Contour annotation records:
==============================
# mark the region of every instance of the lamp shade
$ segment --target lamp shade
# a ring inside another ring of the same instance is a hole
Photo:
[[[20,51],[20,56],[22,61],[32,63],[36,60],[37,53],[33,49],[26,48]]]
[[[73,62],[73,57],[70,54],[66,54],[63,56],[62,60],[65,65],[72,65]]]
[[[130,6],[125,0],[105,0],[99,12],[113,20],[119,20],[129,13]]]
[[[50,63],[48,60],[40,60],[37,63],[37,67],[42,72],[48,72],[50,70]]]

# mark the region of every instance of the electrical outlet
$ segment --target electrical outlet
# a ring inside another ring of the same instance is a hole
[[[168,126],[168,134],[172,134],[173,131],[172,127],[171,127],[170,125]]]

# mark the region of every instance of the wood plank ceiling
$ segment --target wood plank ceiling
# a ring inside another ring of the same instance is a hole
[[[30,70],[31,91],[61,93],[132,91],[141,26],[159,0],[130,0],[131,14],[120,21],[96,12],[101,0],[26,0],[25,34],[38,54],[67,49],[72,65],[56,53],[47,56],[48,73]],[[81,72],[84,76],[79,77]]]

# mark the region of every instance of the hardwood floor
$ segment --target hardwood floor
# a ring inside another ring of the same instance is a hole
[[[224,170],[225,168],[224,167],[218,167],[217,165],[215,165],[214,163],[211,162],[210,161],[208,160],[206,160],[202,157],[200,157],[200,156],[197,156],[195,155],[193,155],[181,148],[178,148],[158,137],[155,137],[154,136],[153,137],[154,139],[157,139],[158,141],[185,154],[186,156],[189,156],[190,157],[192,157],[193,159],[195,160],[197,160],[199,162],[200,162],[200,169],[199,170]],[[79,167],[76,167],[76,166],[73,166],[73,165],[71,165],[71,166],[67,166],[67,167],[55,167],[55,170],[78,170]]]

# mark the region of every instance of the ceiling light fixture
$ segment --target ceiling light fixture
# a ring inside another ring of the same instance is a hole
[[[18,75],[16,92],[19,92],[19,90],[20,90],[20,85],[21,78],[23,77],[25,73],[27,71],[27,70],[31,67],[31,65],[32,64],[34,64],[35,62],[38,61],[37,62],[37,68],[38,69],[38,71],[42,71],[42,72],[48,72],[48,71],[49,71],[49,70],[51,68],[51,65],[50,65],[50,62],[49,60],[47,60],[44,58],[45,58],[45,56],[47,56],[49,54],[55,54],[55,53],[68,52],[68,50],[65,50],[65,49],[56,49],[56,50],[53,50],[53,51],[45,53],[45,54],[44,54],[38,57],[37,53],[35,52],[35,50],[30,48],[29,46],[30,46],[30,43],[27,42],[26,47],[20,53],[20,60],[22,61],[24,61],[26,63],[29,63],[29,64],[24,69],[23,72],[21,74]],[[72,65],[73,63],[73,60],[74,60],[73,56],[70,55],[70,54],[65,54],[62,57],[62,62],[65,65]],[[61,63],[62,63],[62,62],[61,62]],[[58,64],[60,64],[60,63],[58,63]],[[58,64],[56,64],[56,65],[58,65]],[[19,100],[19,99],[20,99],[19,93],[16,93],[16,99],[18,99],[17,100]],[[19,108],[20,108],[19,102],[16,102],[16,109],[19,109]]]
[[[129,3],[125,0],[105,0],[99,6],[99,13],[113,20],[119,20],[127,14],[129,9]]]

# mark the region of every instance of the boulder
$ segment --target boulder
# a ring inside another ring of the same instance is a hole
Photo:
==============================
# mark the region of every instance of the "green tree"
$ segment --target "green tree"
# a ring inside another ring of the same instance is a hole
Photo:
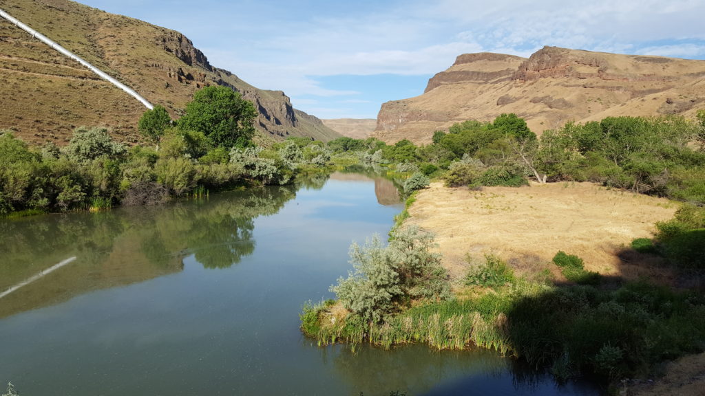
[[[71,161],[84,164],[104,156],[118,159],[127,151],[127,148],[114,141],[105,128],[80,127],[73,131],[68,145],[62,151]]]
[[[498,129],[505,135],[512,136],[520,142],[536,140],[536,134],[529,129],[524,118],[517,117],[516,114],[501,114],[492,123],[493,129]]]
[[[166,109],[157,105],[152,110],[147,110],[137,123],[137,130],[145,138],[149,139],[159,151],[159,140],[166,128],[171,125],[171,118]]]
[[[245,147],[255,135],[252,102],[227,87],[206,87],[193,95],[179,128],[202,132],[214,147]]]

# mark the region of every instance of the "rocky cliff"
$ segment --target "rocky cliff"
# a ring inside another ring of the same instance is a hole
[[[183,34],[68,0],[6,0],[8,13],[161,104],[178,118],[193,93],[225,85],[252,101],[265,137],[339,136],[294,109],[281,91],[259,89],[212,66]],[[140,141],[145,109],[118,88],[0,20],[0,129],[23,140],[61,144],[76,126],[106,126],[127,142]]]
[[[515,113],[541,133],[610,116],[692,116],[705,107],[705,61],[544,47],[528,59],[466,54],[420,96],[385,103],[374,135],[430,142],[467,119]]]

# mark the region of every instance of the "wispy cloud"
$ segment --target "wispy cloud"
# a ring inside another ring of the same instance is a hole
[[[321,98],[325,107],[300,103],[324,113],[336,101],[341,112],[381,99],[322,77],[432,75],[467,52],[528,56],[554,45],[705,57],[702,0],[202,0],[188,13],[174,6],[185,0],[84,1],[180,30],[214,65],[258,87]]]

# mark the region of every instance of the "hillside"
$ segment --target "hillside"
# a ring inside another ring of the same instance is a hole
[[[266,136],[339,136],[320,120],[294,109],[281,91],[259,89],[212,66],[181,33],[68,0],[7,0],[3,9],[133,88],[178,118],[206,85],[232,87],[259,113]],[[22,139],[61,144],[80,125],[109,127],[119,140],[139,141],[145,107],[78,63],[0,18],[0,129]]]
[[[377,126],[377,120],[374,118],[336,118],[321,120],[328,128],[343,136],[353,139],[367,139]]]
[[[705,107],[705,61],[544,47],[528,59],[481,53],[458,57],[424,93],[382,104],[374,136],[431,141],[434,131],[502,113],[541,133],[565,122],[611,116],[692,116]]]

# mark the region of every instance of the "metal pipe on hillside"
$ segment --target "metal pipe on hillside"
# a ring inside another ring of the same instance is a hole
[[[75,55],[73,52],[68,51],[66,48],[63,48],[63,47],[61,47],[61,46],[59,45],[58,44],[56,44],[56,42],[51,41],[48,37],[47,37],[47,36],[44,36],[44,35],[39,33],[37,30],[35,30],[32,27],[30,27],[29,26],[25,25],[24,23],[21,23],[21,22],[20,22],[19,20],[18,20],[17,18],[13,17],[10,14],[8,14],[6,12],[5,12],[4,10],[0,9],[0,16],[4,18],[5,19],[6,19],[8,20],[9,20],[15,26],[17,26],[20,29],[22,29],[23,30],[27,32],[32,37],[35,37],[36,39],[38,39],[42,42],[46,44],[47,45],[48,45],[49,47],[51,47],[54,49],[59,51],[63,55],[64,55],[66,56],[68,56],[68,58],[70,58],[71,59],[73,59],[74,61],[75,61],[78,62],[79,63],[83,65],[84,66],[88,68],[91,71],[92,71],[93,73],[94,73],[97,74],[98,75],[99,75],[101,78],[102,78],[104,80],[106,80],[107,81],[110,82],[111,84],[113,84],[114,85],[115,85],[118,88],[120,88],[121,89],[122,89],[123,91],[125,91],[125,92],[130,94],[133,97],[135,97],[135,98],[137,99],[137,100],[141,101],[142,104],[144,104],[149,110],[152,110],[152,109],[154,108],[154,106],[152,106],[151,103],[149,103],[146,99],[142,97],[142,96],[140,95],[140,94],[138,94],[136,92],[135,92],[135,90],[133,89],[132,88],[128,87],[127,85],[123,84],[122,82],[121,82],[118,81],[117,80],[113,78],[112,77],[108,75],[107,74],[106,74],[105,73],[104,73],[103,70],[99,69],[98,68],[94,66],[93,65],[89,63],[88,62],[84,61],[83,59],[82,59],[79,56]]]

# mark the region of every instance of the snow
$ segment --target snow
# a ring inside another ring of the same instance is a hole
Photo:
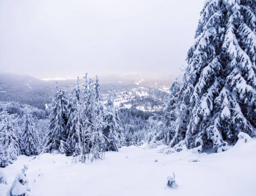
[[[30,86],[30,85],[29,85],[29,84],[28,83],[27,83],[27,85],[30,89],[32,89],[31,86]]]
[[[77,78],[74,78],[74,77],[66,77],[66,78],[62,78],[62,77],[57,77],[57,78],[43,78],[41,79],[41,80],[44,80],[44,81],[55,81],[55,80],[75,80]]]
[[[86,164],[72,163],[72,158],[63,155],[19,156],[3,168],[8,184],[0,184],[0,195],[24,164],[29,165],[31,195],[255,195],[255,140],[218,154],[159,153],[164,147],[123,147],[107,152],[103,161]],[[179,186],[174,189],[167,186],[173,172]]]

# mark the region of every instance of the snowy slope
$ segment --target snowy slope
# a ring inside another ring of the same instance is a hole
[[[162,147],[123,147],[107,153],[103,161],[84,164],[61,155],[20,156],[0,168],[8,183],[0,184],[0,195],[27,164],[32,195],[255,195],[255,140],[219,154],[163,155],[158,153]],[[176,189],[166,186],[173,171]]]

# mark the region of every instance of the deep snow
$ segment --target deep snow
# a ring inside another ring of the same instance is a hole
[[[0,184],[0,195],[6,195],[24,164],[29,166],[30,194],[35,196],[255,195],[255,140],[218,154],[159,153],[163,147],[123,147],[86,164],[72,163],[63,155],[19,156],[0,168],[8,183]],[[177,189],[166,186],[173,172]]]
==============================
What you should do: Please set down, unchanged, the lines of the material from the line with "# mark the region of every instance of the lamp" up to and including the line with "[[[130,6],[125,0],[105,0],[99,12],[113,20],[119,20],[129,13]]]".

Complete response:
# mark the region of every instance of the lamp shade
$ segment --target lamp shade
# a ring inside another ring of the same instance is a hole
Photo:
[[[20,51],[20,56],[22,61],[32,63],[36,60],[37,53],[33,49],[26,48]]]
[[[73,62],[73,57],[70,54],[66,54],[63,56],[62,60],[65,65],[72,65]]]
[[[130,6],[125,0],[105,0],[99,12],[113,20],[119,20],[129,13]]]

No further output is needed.